* INSTRUCTION 1 *
Could you add 27 to every x and y coordinate in the marked points and write out each line of the entries in full, from the start of the entries through the line holding "point(259, 57)", both ends included?

[Begin PASSAGE GIVEN]

[Intel-wired-lan] 5.10.0 kernel regression for 2.5Gbps link negotiation?
Ben Greear
greearb at candelatech.com
Mon Dec 21 16:04:51 UTC 2020
On 12/21/20 7:58 AM, Fujinaka, Todd wrote:
> For the standalone driver? I can certainly ask for the change. It might take a while (knowing what's going on here) but I can champion that.
>
> As for in-kernel, I think Intel wants to keep it this way. Not saying Intel won't be outvoted, but this is what has been demanded by the customer so far.
Out of kernel driver doesn't help me personally.
I'll let you all figure it out, will just patch my own accordingly.
Thanks for the quick response to my original query.
--Ben
>
> Todd Fujinaka
> Software Application Engineer
> Data Center Group
> Intel Corporation
> todd.fujinaka at intel.com
>
> -----Original Message-----
> From: Ben Greear <greearb at candelatech.com>
> Sent: Monday, December 21, 2020 7:53 AM
> To: Fujinaka, Todd <todd.fujinaka at intel.com>; Paul Menzel <pmenzel at molgen.mpg.de>
> Cc: intel-wired-lan at lists.osuosl.org; Greg KH <gregkh at linuxfoundation.org>
> Subject: Re: [Intel-wired-lan] 5.10.0 kernel regression for 2.5Gbps link negotiation?
>
> On 12/21/20 7:20 AM, Fujinaka, Todd wrote:
>> Nope. The timing of the PHYs means the switch times out while we're trying 2.5G and 5G and the switch goes to its default lowest speed of 1G. Then we go to 1G and by that time bonding is broken in several of the cases we ran into.
>>
>> Basically, we can have that switch work, or we can have 2.5G and 5G on by default. Not both. And since we're selling a 10G device with other speeds as a bonus, we're prioritizing the highest speed. That plus the very high profile customers who wanted this solution.
>>
>> The solution for one camp or the other is to use the ethtool command at boot (I've forgotten exactly what that was) but the high profile customers refused to do that. Sounds like you're refusing as well?

[End PASSAGE GIVEN]
[Begin EXTRACTED MATERIAL]

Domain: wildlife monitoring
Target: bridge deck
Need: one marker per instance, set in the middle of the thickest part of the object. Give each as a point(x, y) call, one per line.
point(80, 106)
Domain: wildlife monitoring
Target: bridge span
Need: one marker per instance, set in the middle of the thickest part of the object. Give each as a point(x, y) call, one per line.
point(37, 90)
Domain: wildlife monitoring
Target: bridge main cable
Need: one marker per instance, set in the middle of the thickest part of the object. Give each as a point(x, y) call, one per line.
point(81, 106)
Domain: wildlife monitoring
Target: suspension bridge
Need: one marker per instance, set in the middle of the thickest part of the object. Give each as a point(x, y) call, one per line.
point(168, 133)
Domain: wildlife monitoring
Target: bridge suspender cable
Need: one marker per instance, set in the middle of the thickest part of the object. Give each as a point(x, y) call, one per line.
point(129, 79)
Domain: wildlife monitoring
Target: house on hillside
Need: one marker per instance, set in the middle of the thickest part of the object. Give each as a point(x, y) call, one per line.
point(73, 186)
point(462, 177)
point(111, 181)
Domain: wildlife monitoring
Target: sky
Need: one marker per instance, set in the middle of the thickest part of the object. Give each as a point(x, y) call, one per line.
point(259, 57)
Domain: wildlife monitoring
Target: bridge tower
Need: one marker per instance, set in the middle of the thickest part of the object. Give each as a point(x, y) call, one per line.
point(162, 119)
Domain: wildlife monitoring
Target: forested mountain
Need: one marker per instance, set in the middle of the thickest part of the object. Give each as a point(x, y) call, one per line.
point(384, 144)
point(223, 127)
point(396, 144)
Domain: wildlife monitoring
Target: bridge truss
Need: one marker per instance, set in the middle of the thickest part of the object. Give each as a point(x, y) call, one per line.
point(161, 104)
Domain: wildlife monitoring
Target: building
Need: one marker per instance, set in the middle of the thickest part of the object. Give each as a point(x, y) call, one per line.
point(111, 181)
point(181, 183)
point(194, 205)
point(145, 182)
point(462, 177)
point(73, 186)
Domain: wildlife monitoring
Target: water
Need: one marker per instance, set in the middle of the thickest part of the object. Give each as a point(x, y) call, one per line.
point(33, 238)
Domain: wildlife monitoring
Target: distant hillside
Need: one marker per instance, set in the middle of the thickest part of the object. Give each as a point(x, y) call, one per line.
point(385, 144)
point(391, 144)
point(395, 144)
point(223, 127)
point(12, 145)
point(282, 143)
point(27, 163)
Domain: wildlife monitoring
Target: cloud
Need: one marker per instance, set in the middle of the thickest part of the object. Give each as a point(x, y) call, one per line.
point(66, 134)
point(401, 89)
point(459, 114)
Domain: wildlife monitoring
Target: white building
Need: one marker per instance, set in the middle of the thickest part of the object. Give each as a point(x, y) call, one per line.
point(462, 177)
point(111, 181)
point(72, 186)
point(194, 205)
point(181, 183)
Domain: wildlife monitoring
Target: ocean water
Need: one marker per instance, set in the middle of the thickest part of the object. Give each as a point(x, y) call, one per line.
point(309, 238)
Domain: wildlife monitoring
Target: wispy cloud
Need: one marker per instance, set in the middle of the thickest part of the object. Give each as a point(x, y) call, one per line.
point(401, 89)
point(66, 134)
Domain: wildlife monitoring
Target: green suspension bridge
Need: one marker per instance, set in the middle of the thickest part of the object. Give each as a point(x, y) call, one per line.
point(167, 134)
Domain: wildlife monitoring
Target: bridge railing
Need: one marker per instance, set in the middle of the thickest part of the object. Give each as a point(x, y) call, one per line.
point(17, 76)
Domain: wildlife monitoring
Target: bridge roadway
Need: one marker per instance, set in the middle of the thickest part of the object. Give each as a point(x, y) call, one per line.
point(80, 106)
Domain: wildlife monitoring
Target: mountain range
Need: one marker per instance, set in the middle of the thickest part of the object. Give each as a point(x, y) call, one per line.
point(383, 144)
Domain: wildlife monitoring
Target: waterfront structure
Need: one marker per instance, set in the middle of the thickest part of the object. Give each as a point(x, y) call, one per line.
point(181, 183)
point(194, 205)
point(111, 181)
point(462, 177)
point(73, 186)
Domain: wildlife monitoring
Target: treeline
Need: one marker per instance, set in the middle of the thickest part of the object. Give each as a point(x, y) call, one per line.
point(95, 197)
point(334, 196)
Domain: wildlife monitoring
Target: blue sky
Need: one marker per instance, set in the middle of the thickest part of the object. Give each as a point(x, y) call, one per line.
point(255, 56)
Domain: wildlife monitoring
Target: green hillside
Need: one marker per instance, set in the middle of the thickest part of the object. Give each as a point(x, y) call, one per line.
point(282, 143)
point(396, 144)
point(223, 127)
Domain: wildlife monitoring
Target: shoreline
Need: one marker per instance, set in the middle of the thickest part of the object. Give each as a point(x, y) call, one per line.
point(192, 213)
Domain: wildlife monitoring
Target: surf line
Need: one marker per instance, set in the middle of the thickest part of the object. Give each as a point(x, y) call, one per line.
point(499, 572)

[End EXTRACTED MATERIAL]

* INSTRUCTION 2 *
Can you continue the mailing-list thread about the 5.10.0 kernel regression in 2.5Gbps link negotiation from the point where it stops?

* EXERCISE OUTPUT 1 *
Domain: wildlife monitoring
Target: bridge deck
Need: one marker per instance, set in the middle of the thickest part of the object. Give each as a point(x, y) call, one per line.
point(107, 133)
Domain: wildlife monitoring
Target: bridge span
Need: one marker per instance, set in the middle of the thickest part of the object. Give each as a point(x, y) call, one per line.
point(64, 117)
Domain: wildlife monitoring
Target: bridge main cable
Need: one marker per instance, set in the middle of the thickest part of the object. Give each as a point(x, y) call, one per line.
point(108, 133)
Domain: wildlife monitoring
Target: suspension bridge
Need: one marker per instance, set in the middle of the thickest part of the object. Give each as a point(x, y) call, one per line.
point(195, 160)
Domain: wildlife monitoring
Target: bridge suspender cable
Need: one marker per instance, set in the middle of the thickest part of the object. Give each as a point(x, y) call, one per line.
point(156, 106)
Domain: wildlife monitoring
Target: house on hillside
Need: one marker per instance, set in the middle of the thickest part of the object. Give each as a point(x, y) call, one per line.
point(100, 213)
point(489, 204)
point(138, 208)
Domain: wildlife monitoring
Target: sky
Need: one marker per instance, set in the middle of the thickest part of the object. Give each as a point(x, y) call, one per line.
point(286, 84)

* EXERCISE OUTPUT 2 *
>
> I'm not refusing, I just would rather patch my kernels than use ethtool, that way my older user-space would work fine on newer kernels.
>
> Would you accept a patch that makes this a module option, defaulted to disable 2.5/5, but which a user could enabled to enable 2.5/5 by default?
>
> I'd find that easier to use that the ethtool modification, and of course ethtool could still override things as desired.
>
> Thanks,
> Ben
>
>>
>> Todd Fujinaka
>> Software Application Engineer
>> Data Center Group
>> Intel Corporation
>> todd.fujinaka at intel.com
>>
>> -----Original Message-----
>> From: Ben Greear <greearb at candelatech.com>
>> Sent: Saturday, December 19, 2020 8:48 AM
>> To: Fujinaka, Todd <todd.fujinaka at intel.com>; Paul Menzel
>> <pmenzel at molgen.mpg.de>
>> Cc: intel-wired-lan at lists.osuosl.org; Greg KH
>> <gregkh at linuxfoundation.org>
>> Subject: Re: [Intel-wired-lan] 5.10.0 kernel regression for 2.5Gbps link negotiation?
>>
>> On 12/19/20 8:19 AM, Fujinaka, Todd wrote:
>>> This is a bad case with no ideal solution. Detecting the case is not possible as autonegotiation happens in the hardware without software involvement.
>>>
>>
>> So, after it negotiates to 2.5, what happens? Do you see lots of low-level crc errors or similar?
>> Maybe you can use that to determine link is bad and force it back to 1Gbps and re-negotiate link?
>>
>> (And with nice visible warning in dmesg about what is going on)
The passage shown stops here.